> [SET TASKS]:
1 – In one to three sentences, explain why the writer of the birthday post feels partly glad that nobody remembered the day, using the reasons the post gives.
2 – According to the birthday post, what did the writer buy at the Goodwill in Hamilton, Ohio, for five dollars?
3 – Carry on the birthday post from its final sentence, keeping the writer's voice and the events already described.

> [EXTRACT PROVIDED]:
OXFORD, Ohio (ZP) -- I rarely remember other people's birthdays, much less my own. One year, I spent my whole birthday thinking I still had a week to go. Then my mother called to ask how I was celebrating the special day.
Usually, somebody calls to wish me a happy birthday. This year? Nobody. No cards in the mail, no voicemails when I woke up this morning.
After years of forgetting my own birthday, everybody else forgot on the one day that I actually remembered it.
I guess that sucks... not sure.
Half of me is kinda-sorta glad. Birthdays don't really mean anything to me. One of the things I've gotten used to, being thousands of miles away from the nearest kinfolk and living alone, is the pointlessness of marking milestones and celebrating holidays by yourself.
But the other half? I've been trying to figure that out all day...
Last night, I had a nightmare. Couldn't remember it this morning. Usually, I remember my dreams, good or bad.
For some reason, I jumped out of bed this morning - 5:30. After breakfast, I did laundry. I drove down to Hamilton, Ohio, and hit the Goodwill.
Two shirts and a pair of cargo shorts for hiking for five whole bucks. Score.
On the way back to Oxford, I hit the state park for a little hiking. Took a long nap on the rocks next to Four Mile Creek.
While sprawled out on my stomach, I tried to remember the nightmare. I gave up, stuck my hands in the cold water, and let my fingers play in the velvet green lining the bottom of the creek...
What the hell's making me so contemplative and serious? Why am I tense and relaxed simultaneously?

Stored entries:
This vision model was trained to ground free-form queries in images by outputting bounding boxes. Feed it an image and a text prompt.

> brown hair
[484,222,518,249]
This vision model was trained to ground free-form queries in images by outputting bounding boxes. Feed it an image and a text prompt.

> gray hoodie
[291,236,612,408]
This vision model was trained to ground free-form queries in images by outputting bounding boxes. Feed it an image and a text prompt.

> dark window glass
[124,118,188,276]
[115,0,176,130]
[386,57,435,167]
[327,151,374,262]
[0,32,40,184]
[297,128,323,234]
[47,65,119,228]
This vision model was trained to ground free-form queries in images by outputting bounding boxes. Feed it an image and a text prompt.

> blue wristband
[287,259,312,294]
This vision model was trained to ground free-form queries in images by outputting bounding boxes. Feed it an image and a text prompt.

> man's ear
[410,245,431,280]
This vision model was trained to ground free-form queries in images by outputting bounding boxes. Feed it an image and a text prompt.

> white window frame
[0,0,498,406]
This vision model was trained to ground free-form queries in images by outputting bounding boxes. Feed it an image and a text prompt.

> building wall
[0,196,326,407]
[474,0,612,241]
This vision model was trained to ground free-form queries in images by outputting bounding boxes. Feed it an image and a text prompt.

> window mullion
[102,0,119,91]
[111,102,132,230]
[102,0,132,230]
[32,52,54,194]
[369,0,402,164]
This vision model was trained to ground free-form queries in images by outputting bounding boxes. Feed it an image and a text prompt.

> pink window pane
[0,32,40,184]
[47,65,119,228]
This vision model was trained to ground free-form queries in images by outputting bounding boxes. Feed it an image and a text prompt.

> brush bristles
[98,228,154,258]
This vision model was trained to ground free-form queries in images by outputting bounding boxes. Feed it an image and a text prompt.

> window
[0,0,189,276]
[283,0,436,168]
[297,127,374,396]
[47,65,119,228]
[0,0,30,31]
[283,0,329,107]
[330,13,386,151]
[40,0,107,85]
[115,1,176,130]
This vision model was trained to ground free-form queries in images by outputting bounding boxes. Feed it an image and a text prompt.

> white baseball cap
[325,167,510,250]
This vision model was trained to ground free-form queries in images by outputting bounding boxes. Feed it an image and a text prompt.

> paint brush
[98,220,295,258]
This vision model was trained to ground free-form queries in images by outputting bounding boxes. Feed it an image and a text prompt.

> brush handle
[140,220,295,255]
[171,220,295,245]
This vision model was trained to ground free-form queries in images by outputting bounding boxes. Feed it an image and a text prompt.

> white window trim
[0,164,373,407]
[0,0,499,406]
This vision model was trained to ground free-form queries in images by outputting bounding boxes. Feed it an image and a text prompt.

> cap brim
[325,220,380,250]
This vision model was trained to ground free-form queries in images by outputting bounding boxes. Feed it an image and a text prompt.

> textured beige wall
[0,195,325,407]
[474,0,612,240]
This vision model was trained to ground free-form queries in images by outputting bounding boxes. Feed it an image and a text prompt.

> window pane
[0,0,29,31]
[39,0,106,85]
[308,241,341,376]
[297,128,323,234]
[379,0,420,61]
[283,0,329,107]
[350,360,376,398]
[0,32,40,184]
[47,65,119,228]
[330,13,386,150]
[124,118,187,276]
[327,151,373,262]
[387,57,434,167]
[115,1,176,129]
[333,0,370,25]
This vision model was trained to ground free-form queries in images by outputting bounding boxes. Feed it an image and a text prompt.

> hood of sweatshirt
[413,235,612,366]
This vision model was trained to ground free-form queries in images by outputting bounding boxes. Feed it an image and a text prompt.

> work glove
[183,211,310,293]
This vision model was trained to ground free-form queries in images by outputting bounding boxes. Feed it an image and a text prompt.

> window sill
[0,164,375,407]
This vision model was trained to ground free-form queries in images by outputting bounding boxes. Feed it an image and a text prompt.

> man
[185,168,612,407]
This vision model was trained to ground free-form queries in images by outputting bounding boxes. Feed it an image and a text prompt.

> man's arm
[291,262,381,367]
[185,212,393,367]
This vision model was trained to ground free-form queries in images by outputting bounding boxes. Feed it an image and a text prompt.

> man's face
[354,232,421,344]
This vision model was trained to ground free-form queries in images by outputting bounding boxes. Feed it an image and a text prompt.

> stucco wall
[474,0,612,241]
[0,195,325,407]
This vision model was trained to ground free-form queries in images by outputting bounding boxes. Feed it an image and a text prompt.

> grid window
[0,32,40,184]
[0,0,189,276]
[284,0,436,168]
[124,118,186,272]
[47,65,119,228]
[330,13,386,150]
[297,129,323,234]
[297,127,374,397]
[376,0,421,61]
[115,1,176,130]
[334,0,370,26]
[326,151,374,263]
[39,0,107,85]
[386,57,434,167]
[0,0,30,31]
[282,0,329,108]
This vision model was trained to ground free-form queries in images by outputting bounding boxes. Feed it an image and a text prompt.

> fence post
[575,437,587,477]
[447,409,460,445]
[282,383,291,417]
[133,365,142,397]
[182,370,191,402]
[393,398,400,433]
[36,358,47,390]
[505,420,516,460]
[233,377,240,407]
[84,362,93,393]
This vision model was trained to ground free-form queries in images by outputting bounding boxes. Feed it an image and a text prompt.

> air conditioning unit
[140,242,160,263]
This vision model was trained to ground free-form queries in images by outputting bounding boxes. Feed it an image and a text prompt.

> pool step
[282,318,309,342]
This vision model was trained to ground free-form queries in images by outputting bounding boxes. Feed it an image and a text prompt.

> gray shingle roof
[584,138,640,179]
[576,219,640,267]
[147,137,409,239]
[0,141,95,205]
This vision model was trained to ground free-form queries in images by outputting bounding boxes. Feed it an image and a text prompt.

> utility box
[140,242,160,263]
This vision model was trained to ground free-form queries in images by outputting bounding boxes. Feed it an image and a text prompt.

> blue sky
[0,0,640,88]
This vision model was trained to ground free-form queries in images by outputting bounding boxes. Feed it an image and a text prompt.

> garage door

> [ANSWERS FOR THIS EXERCISE]:
1 – Birthdays don't really mean anything to the writer. Living alone, thousands of miles from the nearest kinfolk, the writer has come to see marking milestones and celebrating holidays by oneself as pointless.

2 – Two shirts and a pair of cargo shorts for hiking.

3 –
Returned home, kicked on the TV, and cooked up some black beans and hominy for supper. I took a long, cold shower to cool the sunburn a bit.
Just another day.
Then I remembered the nightmare in the shower.
Even when the conscious human mind loses track of time, the subconscious mind rarely misses a beat.
Ten years ago, May 20, this was my life. Be warned - the link goes back into a part of my past some people may not want to see. Not a pretty fucking picture.
I got into a rather brutal fight in the waning hours of my 17th year on this planet. I nearly broke a man in half, just before midnight, May 19, 1996. I spent the early hours of my 18th birthday, a decade ago today, in a dirty filling station bathroom, staring into a mirror, fighting some serious inner demons.
A decade? That all happened a decade ago? Damn.
Time flies when you're moving on with your life.
People wonder why I'm not scared of much, why I'm not afraid of death really, why I don't lose my temper, and why I try to steer clear of violent situations. Well, I've seen the ugly face of violence.
I looked in that stainless steel mirror a decade ago and saw hideousness staring back at me. And I decided that I didn't like what I saw.
Memories know no calendar, really. That's why we have a subconscious - backup storage.
Peace of mind is the greatest birthday gift I think I've ever given myself. And given where I've been, what I've experienced, over the last 10 years, I have a lot to celebrate.
When I got out of the shower tonight, I stared into my bathroom mirror and, for once, was proud of what I saw staring back at me. Sure, I'm getting grey hairs on my chin. The laugh lines are slowly becoming crow's feet...
Maybe there's a decent guy in there after all, somewhere in that reflection.
Happy fucking birthday, you bastard. You're still alive and kicking!
Here's to the next ten years.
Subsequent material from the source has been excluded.